■ AUSZUG

Mahmud Ahmadinedschad hat sich wohl in seinen kühnsten Träumen nie
vorstellen können, berühmt zu werden. Stammt er doch aus einfachen
Verhältnissen. Geboren in einem kleinen Dorf nahe der im Norden des Iran
gelegenen Stadt Garmsar, zog nach seiner Geburt die Familie nach Teheran
und führte hier im Süden der Stadt ein bescheidenes Leben.
Als 1979 die Revolution ausbrach, studierte Ahmadinedschad. Begeistert vom
Revolutionsführer Ajatollah Chomeini, meldete er sich zu Beginn des
iranisch-irakischen Kriegs als Freiwilliger und trat der Revolutionsgarde
bei.
Dieser Krieg, der acht Jahre dauerte, prägte eine ganze Generation.
Chomeini hatte den Krieg zum Heiligen Krieg erklärt. Millionen Jugendliche
folgten seinem Ruf und gingen an die Front, bereit, für den Islam den
Märtyrertod zu sterben. Sie waren es, die unter unzähligen Opfern das Land
verteidigten, im Landesinnern die Opposition liquidierten, die Gefängnisse
überwachten, Massendemonstrationen veranstalteten, die Sicherheitsorgane,
die Polizei und die Milizenorganisation Basidsch aufbauten. Diese
Generation war überzeugt, dass der Islam die einzige Rettung sei aus der
Rückständigkeit, für die sie vor allem den Westen verantwortlich machte.
Ahmadinedschad ist ein Sprössling dieser Zeit.
## Ideologisch verlässlich, materiell anspruchslos
Seine steile Karriere ist in der Islamischen Republik einmalig. 2003 wurde
er zum Teheraner Bürgermeister gewählt, zwei Jahre später zum
Staatspräsidenten. Der bescheidene Mann im grauen Anorak, der in einer
Dreizimmerwohnung hauste und einen 30 Jahre alten Peugeot fuhr, schien aus
der Sicht Chameneis wie kaum ein anderer für das Amt geeignet. Ideologisch
verlässlich, materiell anspruchslos, politisch radikal und über jeden
Verdacht erhaben, mit dem Revolutionsführer zu rivalisieren, ihm Widerstand
leisten oder gar seine unbegrenzte Macht antasten zu wollen.
Der neue Präsident trat als Anwalt der Armen und Barfüßigen auf. Er wolle
dafür sorgen, dass der Reichtum des Landes den Habenichtsen zugutekomme. Er
reiste von Stadt zu Stadt, ging in kleine Dörfer, verteilte Geschenke und
genoss den Jubel der Massen. Er habe den Auftrag, die Rückkehr des Imam
Mahdi, des Messias, vorzubereiten, verkündete er und schien tatsächlich
davon überzeugt zu sein.

■ AUFGABE A
Beantworte anhand des Auszugs über Ahmadinedschad diese Fragen:
(i) In welche Stadt zog die Familie nach seiner Geburt?
(ii) Wie viele Jahre dauerte der Krieg, der laut Auszug eine ganze Generation prägte?
(iii) Zu welchem Amt wurde er 2003 gewählt?

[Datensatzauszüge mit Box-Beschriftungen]
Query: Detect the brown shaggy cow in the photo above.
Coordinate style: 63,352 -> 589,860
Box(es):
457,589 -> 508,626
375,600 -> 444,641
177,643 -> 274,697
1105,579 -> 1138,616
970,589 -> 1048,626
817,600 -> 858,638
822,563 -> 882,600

■ AUFGABE B
Tausche in den Datensätzen oben "cow" gegen "yak" aus und gib sie ansonsten unverändert wieder.

■ RICHTIGE AUSGABE A
(i) Nach Teheran.
(ii) Acht Jahre.
(iii) Zum Teheraner Bürgermeister.

■ RICHTIGE AUSGABE B
Query: Detect the brown shaggy yak in the photo above.
Coordinate style: 63,352 -> 589,860
Box(es):
457,589 -> 508,626
375,600 -> 444,641
177,643 -> 274,697
1105,579 -> 1138,616
970,589 -> 1048,626
817,600 -> 858,638
822,563 -> 882,600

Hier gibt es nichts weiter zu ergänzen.